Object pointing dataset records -
------------------------------------------------------------------------

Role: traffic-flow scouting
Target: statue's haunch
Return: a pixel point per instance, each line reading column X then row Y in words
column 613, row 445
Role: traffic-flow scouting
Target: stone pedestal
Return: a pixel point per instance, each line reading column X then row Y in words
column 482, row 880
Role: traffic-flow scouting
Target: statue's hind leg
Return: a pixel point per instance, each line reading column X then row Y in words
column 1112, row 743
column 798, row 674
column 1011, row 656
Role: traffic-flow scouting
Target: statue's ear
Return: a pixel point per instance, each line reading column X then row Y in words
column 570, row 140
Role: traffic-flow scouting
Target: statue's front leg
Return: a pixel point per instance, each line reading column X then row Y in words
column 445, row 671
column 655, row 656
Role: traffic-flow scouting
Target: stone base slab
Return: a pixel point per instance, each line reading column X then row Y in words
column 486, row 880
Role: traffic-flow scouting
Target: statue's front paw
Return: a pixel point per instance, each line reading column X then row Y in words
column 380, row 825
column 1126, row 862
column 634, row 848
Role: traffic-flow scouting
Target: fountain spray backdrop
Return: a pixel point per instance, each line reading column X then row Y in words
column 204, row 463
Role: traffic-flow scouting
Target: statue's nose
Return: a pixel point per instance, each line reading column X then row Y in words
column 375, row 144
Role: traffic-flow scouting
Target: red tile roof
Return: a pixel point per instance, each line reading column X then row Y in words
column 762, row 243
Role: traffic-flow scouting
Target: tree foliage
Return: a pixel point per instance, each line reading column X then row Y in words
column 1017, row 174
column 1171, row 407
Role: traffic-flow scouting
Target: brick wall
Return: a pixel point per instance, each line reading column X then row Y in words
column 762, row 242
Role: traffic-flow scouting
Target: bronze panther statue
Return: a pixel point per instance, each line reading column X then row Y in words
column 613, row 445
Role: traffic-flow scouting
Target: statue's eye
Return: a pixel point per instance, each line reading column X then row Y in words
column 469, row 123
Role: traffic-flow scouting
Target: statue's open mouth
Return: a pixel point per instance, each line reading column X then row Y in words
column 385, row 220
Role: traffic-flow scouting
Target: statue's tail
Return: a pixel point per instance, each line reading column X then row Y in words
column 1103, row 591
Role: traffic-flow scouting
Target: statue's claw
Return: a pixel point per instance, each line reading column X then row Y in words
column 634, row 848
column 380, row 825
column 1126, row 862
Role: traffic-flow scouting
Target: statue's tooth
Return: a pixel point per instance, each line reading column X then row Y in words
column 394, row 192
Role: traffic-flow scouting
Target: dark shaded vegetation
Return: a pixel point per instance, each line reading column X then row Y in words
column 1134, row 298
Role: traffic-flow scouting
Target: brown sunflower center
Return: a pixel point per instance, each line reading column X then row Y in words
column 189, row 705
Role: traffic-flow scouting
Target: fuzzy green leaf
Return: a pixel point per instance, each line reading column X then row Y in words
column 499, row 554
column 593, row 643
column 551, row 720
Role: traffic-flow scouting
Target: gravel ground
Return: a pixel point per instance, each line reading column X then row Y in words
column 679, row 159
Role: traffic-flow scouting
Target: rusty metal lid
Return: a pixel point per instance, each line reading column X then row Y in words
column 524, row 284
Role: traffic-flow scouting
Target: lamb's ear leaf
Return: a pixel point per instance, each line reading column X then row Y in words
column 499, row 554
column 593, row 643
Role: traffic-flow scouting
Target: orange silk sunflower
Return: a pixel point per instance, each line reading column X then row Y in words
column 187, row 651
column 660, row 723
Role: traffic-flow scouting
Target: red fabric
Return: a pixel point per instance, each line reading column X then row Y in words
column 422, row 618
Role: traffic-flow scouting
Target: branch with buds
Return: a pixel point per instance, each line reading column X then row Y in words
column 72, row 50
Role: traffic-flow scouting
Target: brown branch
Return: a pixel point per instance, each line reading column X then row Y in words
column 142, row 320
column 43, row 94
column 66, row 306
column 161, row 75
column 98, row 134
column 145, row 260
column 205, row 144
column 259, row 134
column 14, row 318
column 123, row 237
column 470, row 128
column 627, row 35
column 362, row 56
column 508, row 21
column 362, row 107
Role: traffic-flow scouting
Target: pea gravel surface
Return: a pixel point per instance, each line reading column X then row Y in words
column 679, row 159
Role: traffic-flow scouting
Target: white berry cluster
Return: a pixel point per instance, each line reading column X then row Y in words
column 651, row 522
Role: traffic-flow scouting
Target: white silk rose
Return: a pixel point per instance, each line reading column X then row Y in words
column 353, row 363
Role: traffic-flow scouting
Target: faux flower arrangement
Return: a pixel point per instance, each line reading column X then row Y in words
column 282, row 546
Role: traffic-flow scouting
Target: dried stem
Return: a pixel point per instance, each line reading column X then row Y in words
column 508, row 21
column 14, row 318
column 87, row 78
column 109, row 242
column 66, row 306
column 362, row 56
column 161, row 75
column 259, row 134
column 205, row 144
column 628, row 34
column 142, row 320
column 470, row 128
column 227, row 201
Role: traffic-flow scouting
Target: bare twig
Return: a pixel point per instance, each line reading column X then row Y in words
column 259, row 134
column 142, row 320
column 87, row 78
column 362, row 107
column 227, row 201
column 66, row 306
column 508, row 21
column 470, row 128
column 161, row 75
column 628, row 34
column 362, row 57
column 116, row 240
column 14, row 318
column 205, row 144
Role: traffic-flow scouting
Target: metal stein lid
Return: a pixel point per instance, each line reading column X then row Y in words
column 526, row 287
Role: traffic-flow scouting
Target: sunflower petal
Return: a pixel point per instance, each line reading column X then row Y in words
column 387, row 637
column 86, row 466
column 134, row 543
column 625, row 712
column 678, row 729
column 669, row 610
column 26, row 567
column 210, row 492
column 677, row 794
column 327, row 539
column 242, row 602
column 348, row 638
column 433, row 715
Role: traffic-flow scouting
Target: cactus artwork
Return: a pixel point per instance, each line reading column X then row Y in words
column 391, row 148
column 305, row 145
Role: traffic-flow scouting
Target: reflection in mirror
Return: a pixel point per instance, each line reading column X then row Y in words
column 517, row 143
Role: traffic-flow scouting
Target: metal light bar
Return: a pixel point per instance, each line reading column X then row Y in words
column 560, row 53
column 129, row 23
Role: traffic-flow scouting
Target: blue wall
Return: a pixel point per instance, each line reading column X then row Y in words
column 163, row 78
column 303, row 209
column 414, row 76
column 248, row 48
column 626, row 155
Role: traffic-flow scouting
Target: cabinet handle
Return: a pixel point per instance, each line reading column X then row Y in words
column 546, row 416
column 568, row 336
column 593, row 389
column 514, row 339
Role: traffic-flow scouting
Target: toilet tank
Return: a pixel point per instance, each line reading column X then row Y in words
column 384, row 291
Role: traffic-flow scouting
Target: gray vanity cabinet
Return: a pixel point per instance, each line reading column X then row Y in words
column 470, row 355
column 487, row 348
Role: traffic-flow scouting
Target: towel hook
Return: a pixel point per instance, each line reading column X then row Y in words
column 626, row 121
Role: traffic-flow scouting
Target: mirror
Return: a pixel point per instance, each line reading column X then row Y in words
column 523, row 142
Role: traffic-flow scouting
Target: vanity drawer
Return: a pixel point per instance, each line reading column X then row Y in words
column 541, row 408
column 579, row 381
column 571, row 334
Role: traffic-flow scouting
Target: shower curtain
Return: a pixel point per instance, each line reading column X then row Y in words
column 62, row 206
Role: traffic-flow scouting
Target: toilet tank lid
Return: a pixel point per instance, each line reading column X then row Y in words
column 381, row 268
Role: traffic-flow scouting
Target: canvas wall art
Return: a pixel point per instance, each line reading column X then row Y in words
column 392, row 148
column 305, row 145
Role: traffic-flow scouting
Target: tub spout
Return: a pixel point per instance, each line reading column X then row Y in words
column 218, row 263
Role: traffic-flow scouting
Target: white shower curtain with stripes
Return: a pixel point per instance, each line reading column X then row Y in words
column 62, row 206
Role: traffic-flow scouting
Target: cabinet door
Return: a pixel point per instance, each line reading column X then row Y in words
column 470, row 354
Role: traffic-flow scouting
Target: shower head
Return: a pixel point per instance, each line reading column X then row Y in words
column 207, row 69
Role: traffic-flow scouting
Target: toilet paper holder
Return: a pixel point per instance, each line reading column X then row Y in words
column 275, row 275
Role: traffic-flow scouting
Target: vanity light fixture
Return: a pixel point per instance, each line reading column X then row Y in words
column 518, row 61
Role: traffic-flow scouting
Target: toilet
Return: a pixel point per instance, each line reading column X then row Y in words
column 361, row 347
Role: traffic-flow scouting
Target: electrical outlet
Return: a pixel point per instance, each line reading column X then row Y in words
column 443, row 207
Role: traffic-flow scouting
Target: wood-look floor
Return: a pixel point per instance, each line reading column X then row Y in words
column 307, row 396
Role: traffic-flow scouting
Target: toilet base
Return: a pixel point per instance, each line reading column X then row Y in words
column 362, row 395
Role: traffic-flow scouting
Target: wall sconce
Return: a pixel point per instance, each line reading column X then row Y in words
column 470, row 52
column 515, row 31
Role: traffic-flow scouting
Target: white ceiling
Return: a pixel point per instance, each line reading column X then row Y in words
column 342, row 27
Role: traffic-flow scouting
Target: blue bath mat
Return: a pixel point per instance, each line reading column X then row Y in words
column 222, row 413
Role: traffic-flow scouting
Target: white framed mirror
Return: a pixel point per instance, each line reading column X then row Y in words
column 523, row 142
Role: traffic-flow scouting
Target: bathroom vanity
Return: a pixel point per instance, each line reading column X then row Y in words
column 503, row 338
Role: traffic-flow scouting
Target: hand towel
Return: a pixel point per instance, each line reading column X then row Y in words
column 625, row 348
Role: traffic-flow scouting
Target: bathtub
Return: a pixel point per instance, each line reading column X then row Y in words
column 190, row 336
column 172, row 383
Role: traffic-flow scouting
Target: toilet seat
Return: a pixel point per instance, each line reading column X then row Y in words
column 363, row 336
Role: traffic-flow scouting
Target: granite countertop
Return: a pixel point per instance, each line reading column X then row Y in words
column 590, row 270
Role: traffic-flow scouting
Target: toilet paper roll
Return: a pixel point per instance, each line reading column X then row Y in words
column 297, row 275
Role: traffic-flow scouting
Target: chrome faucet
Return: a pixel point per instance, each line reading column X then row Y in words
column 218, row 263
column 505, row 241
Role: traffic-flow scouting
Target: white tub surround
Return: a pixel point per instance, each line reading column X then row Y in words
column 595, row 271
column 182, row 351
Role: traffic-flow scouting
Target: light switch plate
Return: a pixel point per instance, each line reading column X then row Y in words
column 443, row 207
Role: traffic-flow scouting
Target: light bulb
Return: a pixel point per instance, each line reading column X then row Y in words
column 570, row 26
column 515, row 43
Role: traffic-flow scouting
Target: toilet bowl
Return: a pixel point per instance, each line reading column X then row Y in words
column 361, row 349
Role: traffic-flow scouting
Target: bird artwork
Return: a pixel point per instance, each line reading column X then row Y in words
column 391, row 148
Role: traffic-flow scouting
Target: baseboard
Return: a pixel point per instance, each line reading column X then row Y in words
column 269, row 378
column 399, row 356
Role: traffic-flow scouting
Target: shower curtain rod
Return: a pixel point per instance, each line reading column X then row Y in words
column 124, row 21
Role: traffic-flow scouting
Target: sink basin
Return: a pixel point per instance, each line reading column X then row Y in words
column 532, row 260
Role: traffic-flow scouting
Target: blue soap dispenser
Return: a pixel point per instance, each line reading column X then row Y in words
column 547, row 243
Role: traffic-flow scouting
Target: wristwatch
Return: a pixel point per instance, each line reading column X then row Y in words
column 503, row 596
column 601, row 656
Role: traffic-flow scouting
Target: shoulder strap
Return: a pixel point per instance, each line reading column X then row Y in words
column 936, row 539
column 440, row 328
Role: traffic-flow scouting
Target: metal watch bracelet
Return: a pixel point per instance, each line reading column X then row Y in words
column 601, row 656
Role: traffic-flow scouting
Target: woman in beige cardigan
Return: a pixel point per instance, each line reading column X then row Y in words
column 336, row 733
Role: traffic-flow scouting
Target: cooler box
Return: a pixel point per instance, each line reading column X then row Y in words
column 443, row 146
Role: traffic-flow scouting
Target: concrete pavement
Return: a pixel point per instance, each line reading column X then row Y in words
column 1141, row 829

------------------------------------------------------------------------

STATED TASK - Collect every line of the items above that contains the word "gravel", and reproduce each such line in full.

SOLUTION TO THIS TASK -
Target: gravel ground
Target: pea gravel surface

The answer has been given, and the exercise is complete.